Problem to work on >> Rewrite the records from the line containing "Annotation sprint — target object: wide-brim" through the line containing "526,106,647,189", changing "minimal" to "tight" and keeping everything else the same. Give only those lines.
══ Input records ══
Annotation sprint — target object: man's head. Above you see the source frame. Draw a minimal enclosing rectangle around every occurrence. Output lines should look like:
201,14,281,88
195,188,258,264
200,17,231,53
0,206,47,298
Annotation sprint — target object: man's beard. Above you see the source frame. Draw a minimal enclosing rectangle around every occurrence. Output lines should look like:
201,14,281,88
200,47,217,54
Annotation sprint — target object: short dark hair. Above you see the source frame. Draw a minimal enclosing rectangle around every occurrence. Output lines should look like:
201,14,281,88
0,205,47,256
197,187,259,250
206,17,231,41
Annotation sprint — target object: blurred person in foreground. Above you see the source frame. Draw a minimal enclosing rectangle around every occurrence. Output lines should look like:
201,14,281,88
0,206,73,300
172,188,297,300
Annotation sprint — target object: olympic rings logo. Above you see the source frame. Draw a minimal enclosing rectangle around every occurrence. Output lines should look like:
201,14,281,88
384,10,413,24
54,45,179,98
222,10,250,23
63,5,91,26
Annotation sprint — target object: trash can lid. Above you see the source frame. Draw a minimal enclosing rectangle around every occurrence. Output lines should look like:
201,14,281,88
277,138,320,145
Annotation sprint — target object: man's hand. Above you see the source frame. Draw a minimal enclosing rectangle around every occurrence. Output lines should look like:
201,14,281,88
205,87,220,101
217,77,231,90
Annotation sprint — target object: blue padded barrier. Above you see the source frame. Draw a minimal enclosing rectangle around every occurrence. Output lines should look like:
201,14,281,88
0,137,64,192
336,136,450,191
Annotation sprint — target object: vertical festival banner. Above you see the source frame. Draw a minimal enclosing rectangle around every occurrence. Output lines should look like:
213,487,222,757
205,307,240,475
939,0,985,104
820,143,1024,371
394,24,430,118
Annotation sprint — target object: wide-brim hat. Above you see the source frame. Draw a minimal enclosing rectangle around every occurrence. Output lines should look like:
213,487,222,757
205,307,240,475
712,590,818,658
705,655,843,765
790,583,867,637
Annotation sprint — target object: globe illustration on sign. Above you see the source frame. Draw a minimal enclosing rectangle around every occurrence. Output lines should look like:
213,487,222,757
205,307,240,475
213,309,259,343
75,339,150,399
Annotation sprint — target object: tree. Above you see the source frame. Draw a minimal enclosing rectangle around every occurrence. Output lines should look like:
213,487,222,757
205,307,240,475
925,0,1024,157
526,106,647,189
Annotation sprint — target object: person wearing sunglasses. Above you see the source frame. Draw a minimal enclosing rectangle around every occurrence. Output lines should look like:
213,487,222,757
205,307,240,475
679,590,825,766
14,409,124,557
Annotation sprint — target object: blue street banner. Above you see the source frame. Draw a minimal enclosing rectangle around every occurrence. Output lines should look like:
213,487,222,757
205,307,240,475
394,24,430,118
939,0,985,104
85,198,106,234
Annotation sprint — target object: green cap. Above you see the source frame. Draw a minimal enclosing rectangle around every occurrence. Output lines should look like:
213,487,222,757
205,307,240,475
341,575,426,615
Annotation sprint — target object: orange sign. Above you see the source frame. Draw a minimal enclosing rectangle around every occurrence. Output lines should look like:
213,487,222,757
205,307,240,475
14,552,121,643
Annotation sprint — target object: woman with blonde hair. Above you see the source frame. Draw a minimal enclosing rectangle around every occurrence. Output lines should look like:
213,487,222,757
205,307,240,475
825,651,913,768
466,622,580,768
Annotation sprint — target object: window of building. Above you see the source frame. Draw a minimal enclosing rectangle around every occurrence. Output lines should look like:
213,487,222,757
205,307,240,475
═══
Output of the exercise >>
Annotation sprint — target object: wide-brim hat. Above you see the source frame. Draw a tight enclosing rectangle around every occurrence. Output lines should look like:
213,487,222,757
205,307,240,475
712,590,818,658
705,655,843,765
790,583,867,637
Annotation sprint — target object: globe illustration on sign. Above you see the source frame. Draw a tight enclosing rectangle around every occurrence. Output lines should look like:
213,487,222,757
205,307,240,475
213,309,259,343
75,339,150,399
Annotation sprint — target object: tree. Above you see the source frame. Draw a tight enclosing rectangle around every occurrence. Output lines should look like:
213,487,222,757
205,307,240,475
925,0,1024,157
526,106,647,189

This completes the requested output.